### INSTRUCCIONES
Copia de nuevo todo el listado, pero cambia "instance" por "occurrence" y deja lo demás tal cual.
:::::
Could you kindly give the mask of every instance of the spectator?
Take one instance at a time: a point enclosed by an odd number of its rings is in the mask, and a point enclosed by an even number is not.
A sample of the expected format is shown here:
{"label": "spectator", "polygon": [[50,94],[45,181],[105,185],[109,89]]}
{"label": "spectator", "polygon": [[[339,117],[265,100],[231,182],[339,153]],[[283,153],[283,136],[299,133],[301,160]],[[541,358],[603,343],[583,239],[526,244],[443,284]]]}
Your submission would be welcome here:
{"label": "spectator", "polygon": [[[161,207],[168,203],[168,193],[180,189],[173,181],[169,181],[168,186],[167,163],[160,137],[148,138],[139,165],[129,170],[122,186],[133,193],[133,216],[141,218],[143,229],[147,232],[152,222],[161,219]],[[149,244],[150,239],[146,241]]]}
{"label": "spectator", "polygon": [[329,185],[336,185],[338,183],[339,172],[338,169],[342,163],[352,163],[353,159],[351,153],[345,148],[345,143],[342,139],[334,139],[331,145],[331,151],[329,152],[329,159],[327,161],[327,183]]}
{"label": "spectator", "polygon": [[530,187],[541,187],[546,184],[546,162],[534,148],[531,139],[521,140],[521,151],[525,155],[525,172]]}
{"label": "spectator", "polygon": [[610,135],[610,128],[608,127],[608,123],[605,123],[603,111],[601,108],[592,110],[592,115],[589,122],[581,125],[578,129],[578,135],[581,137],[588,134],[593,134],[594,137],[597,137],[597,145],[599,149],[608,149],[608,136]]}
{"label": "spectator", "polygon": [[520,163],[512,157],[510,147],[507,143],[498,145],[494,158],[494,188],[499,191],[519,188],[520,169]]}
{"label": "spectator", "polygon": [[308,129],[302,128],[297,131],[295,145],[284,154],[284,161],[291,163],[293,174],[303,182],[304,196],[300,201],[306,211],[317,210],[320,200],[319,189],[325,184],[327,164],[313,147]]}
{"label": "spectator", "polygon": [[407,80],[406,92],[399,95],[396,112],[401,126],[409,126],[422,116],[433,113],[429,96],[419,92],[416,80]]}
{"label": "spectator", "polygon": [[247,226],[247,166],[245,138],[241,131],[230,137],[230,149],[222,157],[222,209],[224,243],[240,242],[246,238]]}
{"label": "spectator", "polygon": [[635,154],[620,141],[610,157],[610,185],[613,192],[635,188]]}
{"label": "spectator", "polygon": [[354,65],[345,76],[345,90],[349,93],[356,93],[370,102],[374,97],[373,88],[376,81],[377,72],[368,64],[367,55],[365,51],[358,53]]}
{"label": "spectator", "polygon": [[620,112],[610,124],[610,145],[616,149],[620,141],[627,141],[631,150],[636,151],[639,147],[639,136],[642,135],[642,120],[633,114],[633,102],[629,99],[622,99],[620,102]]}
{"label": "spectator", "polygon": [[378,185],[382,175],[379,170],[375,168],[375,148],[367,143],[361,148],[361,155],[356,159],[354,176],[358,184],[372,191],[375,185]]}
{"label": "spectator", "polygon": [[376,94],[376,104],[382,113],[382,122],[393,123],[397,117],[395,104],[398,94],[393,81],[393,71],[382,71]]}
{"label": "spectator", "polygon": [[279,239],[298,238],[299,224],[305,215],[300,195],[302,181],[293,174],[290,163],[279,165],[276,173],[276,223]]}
:::::
### RESPUESTA
Could you kindly give the mask of every occurrence of the spectator?
Take one occurrence at a time: a point enclosed by an odd number of its rings is in the mask, and a point enclosed by an even number is not.
A sample of the expected format is shown here:
{"label": "spectator", "polygon": [[50,94],[45,181],[105,185],[109,89]]}
{"label": "spectator", "polygon": [[[339,117],[265,100],[231,182],[339,153]],[[283,153],[283,136],[299,133],[301,160]],[[541,358],[603,343],[583,239],[526,244],[443,284]]]}
Your submission would be welcome here:
{"label": "spectator", "polygon": [[[161,207],[168,203],[168,193],[180,189],[173,181],[169,181],[168,186],[167,163],[160,137],[148,138],[139,165],[129,170],[122,186],[133,193],[133,216],[141,218],[143,229],[147,232],[152,222],[161,219]],[[149,244],[150,239],[146,241]]]}
{"label": "spectator", "polygon": [[329,185],[336,185],[338,183],[339,172],[338,169],[342,163],[352,163],[353,159],[351,153],[345,148],[345,143],[342,139],[334,139],[331,145],[331,151],[329,152],[329,159],[327,161],[327,183]]}
{"label": "spectator", "polygon": [[530,187],[541,187],[546,184],[546,162],[534,148],[531,139],[521,140],[521,151],[525,155],[525,172]]}
{"label": "spectator", "polygon": [[610,135],[610,128],[608,127],[608,123],[605,123],[603,111],[601,108],[592,110],[592,115],[589,122],[581,125],[578,129],[578,135],[581,137],[588,134],[593,134],[594,137],[597,137],[597,145],[599,149],[608,149],[608,136]]}
{"label": "spectator", "polygon": [[520,163],[512,157],[510,147],[507,143],[498,145],[494,158],[494,188],[499,191],[519,188],[520,169]]}
{"label": "spectator", "polygon": [[308,129],[302,128],[297,131],[295,145],[284,154],[284,161],[291,163],[293,174],[303,182],[304,196],[300,201],[306,211],[317,210],[320,200],[319,189],[325,184],[327,164],[313,147]]}
{"label": "spectator", "polygon": [[407,80],[406,92],[399,95],[396,112],[401,126],[409,126],[422,116],[433,113],[429,96],[419,92],[416,80]]}
{"label": "spectator", "polygon": [[247,226],[247,166],[245,138],[241,131],[230,137],[230,149],[222,157],[222,209],[224,243],[240,242],[246,238]]}
{"label": "spectator", "polygon": [[635,154],[620,141],[610,157],[610,185],[613,192],[635,188]]}
{"label": "spectator", "polygon": [[354,65],[345,76],[345,90],[349,93],[356,93],[370,102],[374,97],[373,88],[376,81],[377,72],[368,64],[367,55],[365,51],[358,53]]}
{"label": "spectator", "polygon": [[620,112],[610,124],[610,145],[616,149],[620,141],[627,141],[631,150],[636,151],[639,147],[639,136],[642,135],[642,120],[633,114],[633,102],[629,99],[622,99],[620,102]]}
{"label": "spectator", "polygon": [[378,185],[382,175],[379,170],[375,168],[375,148],[367,143],[361,148],[361,155],[356,159],[354,176],[358,184],[372,191],[375,185]]}
{"label": "spectator", "polygon": [[376,94],[376,104],[382,113],[382,122],[393,123],[397,117],[395,104],[398,94],[393,81],[393,71],[382,71]]}
{"label": "spectator", "polygon": [[279,239],[298,238],[299,224],[305,215],[300,195],[302,181],[293,174],[290,163],[279,165],[276,173],[276,223]]}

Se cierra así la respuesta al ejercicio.